[start Records shown]

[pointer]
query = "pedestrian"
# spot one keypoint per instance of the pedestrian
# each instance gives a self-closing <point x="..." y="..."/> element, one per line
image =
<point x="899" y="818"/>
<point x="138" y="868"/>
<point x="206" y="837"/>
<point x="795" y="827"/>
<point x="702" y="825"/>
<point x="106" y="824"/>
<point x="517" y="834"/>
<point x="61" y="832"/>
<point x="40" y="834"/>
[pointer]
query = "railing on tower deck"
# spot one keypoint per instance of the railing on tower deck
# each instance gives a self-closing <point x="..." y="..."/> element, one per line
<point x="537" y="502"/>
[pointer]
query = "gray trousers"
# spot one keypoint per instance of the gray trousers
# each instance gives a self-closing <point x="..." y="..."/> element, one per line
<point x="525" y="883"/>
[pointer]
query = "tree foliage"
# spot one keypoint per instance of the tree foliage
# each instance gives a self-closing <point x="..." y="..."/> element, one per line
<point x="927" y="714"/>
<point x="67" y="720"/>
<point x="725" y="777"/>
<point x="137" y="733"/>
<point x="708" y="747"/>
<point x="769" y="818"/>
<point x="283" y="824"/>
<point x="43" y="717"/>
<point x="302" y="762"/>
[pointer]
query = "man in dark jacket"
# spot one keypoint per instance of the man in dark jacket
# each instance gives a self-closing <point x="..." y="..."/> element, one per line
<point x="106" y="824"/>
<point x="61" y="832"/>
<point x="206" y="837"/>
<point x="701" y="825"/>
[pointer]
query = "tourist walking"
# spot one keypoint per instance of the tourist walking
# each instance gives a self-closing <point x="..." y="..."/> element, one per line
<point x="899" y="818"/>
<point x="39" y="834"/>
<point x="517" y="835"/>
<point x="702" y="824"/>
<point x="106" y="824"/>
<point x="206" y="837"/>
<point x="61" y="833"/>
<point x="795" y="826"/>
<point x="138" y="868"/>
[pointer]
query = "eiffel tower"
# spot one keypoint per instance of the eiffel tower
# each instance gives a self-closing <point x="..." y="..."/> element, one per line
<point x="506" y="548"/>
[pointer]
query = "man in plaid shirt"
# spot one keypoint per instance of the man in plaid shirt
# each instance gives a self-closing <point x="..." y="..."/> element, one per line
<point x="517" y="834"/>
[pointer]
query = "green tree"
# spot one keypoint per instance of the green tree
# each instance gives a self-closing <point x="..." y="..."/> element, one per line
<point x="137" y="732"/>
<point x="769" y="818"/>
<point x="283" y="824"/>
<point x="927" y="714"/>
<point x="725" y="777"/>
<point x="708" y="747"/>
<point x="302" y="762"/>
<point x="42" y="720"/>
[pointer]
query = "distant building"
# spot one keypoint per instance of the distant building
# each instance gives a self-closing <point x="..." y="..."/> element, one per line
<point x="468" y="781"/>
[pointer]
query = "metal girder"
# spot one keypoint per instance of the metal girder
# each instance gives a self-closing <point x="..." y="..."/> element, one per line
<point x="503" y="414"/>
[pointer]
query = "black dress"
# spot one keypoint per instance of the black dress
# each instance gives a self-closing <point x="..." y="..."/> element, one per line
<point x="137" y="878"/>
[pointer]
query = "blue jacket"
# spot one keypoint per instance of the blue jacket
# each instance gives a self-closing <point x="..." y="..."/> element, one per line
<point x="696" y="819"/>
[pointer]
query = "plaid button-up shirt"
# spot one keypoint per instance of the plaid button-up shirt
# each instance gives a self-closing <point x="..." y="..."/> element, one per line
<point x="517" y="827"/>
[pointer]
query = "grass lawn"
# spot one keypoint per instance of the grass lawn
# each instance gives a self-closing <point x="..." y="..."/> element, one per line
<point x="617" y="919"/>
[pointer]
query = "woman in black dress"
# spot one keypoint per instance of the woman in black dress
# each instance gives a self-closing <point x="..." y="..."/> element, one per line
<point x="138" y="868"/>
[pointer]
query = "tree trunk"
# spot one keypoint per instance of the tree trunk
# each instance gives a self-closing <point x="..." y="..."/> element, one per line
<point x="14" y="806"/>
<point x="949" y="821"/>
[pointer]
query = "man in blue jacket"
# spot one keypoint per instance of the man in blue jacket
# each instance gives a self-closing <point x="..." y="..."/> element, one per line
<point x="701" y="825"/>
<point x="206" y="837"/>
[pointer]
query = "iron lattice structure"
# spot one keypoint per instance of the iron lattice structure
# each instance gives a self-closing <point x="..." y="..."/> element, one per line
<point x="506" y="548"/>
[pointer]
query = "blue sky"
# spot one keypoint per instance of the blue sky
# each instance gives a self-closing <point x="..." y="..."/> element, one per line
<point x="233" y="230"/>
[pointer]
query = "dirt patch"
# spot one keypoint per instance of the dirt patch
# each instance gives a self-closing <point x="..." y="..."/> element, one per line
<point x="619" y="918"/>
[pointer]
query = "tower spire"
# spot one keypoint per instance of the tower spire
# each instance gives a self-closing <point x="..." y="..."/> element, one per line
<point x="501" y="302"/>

[end Records shown]

• [Exercise instructions]: Copy out the whole listing exactly as written.

• [Correct answer]:
[pointer]
query = "pedestrian"
# spot one keypoint per instance of the pedestrian
# each instance gives a self-closing <point x="..." y="..."/> element, one per line
image =
<point x="899" y="818"/>
<point x="138" y="868"/>
<point x="206" y="837"/>
<point x="795" y="827"/>
<point x="702" y="825"/>
<point x="106" y="824"/>
<point x="517" y="834"/>
<point x="61" y="832"/>
<point x="40" y="834"/>
[pointer]
query = "railing on tower deck"
# spot one keypoint per instance of the railing on tower deck
# each instance gives a self-closing <point x="..." y="..."/> element, one per line
<point x="537" y="502"/>
[pointer]
query = "gray trousers"
# spot one keypoint per instance of the gray trousers
# each instance gives a self-closing <point x="..." y="..."/> element, one per line
<point x="525" y="883"/>
[pointer]
query = "tree foliage"
# spot one keypoint per instance of the tree foliage
# each instance gives a self-closing <point x="..." y="..."/> element, one per line
<point x="927" y="714"/>
<point x="67" y="720"/>
<point x="725" y="777"/>
<point x="137" y="733"/>
<point x="708" y="747"/>
<point x="769" y="818"/>
<point x="283" y="824"/>
<point x="43" y="717"/>
<point x="302" y="762"/>
[pointer]
query = "man in dark jacket"
# spot one keypoint per instance of the man in dark jacket
# each instance gives a self-closing <point x="..." y="..."/> element, one per line
<point x="106" y="824"/>
<point x="61" y="832"/>
<point x="206" y="837"/>
<point x="701" y="825"/>
[pointer]
query = "tourist walking"
# spot one keypoint per instance of the tourist walking
# each instance gives a self-closing <point x="..." y="..."/> element, one per line
<point x="899" y="818"/>
<point x="39" y="834"/>
<point x="517" y="835"/>
<point x="702" y="824"/>
<point x="106" y="824"/>
<point x="206" y="837"/>
<point x="61" y="833"/>
<point x="795" y="826"/>
<point x="138" y="868"/>
[pointer]
query = "eiffel tower"
# spot one keypoint per instance of the eiffel tower
# each instance gives a self-closing <point x="..." y="..."/> element, one per line
<point x="506" y="548"/>
[pointer]
query = "man in plaid shirt"
# spot one keypoint per instance of the man in plaid shirt
# each instance gives a self-closing <point x="..." y="..."/> element, one per line
<point x="517" y="834"/>
[pointer]
query = "green tree"
# spot one keypoint per instance of the green tree
# each instance gives a self-closing <point x="..." y="..."/> element, one per line
<point x="137" y="732"/>
<point x="769" y="818"/>
<point x="283" y="824"/>
<point x="927" y="714"/>
<point x="725" y="777"/>
<point x="708" y="747"/>
<point x="302" y="762"/>
<point x="42" y="720"/>
[pointer]
query = "distant building"
# spot one keypoint per instance of the distant building
# each instance gives a self-closing <point x="..." y="..."/> element, one per line
<point x="468" y="781"/>
[pointer]
query = "metal girder"
# spot one keypoint per instance of the metal girder
# each instance gives a self-closing <point x="..." y="..."/> element, one per line
<point x="503" y="414"/>
[pointer]
query = "black dress"
# spot one keypoint per instance of the black dress
# each instance gives a self-closing <point x="..." y="..."/> element, one per line
<point x="137" y="878"/>
[pointer]
query = "blue jacket"
# spot one keypoint per instance of the blue jacket
# each instance gives a self-closing <point x="..." y="..."/> element, one per line
<point x="696" y="819"/>
[pointer]
query = "plaid button-up shirt"
# spot one keypoint per instance of the plaid button-up shirt
# each instance gives a self-closing <point x="..." y="..."/> element, one per line
<point x="517" y="827"/>
[pointer]
query = "grass lawn"
# spot one keypoint per instance of the grass lawn
# each instance gives a self-closing <point x="..." y="..."/> element, one per line
<point x="617" y="919"/>
[pointer]
query = "woman in black dress"
# spot one keypoint per instance of the woman in black dress
# each instance gives a self-closing <point x="..." y="..."/> element, one per line
<point x="138" y="868"/>
[pointer]
query = "tree trunk"
# spot one keypoint per instance of the tree trunk
# each instance gives a self-closing <point x="..." y="..."/> element, one per line
<point x="14" y="806"/>
<point x="949" y="821"/>
[pointer]
query = "man in blue jacket"
# spot one keypoint per instance of the man in blue jacket
# each instance gives a self-closing <point x="..." y="..."/> element, one per line
<point x="701" y="825"/>
<point x="206" y="837"/>
[pointer]
query = "iron lattice structure"
# spot one keypoint per instance of the iron lattice structure
# each instance gives a self-closing <point x="..." y="..."/> element, one per line
<point x="506" y="548"/>
[pointer]
query = "blue sky"
# spot one keypoint per instance of the blue sky
# each instance gives a self-closing <point x="..." y="..."/> element, one per line
<point x="233" y="230"/>
[pointer]
query = "dirt patch"
# spot one keypoint per instance of the dirt patch
# each instance gives a self-closing <point x="..." y="..."/> element, one per line
<point x="619" y="918"/>
[pointer]
query = "tower spire"
# spot one keypoint per instance of the tower spire
# each instance gives a self-closing <point x="..." y="..."/> element, one per line
<point x="501" y="302"/>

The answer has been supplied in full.